## start Source extract

Carvalho says that little knowledge previously examined the effect Chicxulub had on plant life. She and her colleagues examined more than 50,000 pollen samples and more than 6,000 fossil leaves discovered from about 40 sites across Colombia. These fossil plant remains date from roughly 72 million years ago to 57 million years ago, providing a picture of what life was like before the impact and after the dust settled.

Ferns and Conifers

Forests used to look a lot different in the Cretaceous Period. Dinosaurs would have roamed through ecosystems that were a mixture of ferns, conifers like the curious-looking monkey puzzle tree and others. Only about half of the flora was constituted of flowering plants.  

Fossil evidence shows that the forests were relatively open back then, with a lot of light likely reaching the forest floor. “Trees were actually growing really far apart,” Carvalho says.

It’s unclear what happened immediately after Chicxulub. Photosynthesis would have largely shut down for up to a century or so as dust from the initial impact blocked sunlight. Ash from the numerous fires triggered by flaming debris also helped to clog up the atmosphere.

## end Source extract

▶ **What to work on**: Please continue the article about plant life after the Chicxulub impact, starting right after its final sentence.

## start Listed records

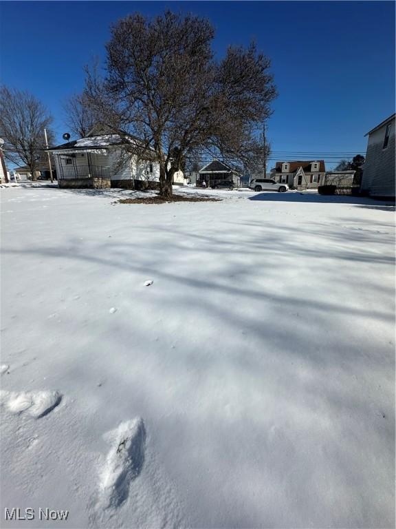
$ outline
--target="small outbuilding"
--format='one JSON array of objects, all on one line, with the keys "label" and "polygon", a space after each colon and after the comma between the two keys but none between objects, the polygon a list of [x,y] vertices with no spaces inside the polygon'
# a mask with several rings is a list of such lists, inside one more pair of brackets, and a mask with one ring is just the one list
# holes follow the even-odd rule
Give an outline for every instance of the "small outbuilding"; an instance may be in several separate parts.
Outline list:
[{"label": "small outbuilding", "polygon": [[201,187],[205,181],[208,187],[213,187],[223,182],[232,182],[235,187],[240,187],[241,176],[241,173],[224,162],[214,160],[199,170],[196,183],[197,187]]}]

## end Listed records

▶ **Expected output**:
“Whatever was able to survive were seeds that would have been a lot more resistant,” Cavalho says.

Overall, there was a 45 percent loss in tropical plant diversity that took nearly 7 million years to recover, her research shows.

Rise of the Flower Age

Once life began to recover, the plants that evolved in neotropical rainforests, or the rainforests of the Americas, were almost overwhelmingly flowering plants. These types of plants include most deciduous trees – those that lose their leaves at the end of a growing season.

“[Neotropical forests] not only became dominated by flowering plants, but they changed in structure,” Carvalho says. Forests like the Amazon became the denser, more impenetrable thickets that we know today, with closed canopies and relatively dark floors.

The rise of flowering plants also had a number of consequences on the rest of the ecosystem. Before Chicxulub, insects appeared to be very targeted in their tastes, with communities focusing on one or two types of plants. But evidence found on fossil leaves show that insects afterwards were much more generalized, eating anything they could.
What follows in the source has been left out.